> **WHAT YOU NEED TO DO**
Nothing but an exact repeat of the entries below should appear in your answer.

DATA FOR PROCESSING: Begin

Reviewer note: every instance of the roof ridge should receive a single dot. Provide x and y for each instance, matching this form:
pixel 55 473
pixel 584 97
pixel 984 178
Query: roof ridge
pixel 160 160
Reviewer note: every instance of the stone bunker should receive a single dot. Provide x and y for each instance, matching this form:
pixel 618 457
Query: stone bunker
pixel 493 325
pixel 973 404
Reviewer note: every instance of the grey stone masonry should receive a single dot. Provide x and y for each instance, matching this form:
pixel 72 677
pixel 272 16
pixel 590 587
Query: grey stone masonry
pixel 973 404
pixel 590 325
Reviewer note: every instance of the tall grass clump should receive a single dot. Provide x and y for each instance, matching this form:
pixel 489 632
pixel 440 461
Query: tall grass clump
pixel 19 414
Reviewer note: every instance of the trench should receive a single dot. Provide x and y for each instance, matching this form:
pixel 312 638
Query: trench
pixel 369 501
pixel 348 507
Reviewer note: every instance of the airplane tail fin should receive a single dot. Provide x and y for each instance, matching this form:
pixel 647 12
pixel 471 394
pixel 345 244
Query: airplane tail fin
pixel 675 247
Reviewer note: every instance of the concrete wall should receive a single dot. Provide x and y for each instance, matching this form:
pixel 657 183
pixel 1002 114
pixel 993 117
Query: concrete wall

DATA FOR PROCESSING: End

> **SOLUTION TO THIS TASK**
Reviewer note: every instance of the roof ridge should receive a single dot. Provide x and y for each instance, matching this form:
pixel 55 473
pixel 584 97
pixel 984 178
Query: roof ridge
pixel 160 160
Reviewer note: every instance of the stone bunker should receive a single dot. Provide x and y for each instance, matching this form:
pixel 618 457
Query: stone bunker
pixel 493 325
pixel 973 404
Reviewer note: every instance of the grey stone masonry should receive a single dot. Provide x and y for each instance, matching this form:
pixel 72 677
pixel 272 16
pixel 590 587
Query: grey stone masonry
pixel 973 404
pixel 590 325
Reviewer note: every instance of the tall grass clump should receive a single dot. Provide x and y for each instance, matching this form:
pixel 489 632
pixel 440 461
Query: tall grass clump
pixel 19 414
Reviewer note: every instance of the trench should receive a single dot. Provide x and y for each instance, matching this form:
pixel 312 638
Query: trench
pixel 369 501
pixel 348 507
Reviewer note: every instance of the airplane tail fin should receive a single dot. Provide x and y for each instance, matching this form:
pixel 647 12
pixel 471 394
pixel 345 244
Query: airplane tail fin
pixel 675 247
Reviewer note: every instance of the concrete wall should receive a single dot. Provide x and y for each instance, matching this form:
pixel 657 183
pixel 1002 114
pixel 993 117
Query: concrete wall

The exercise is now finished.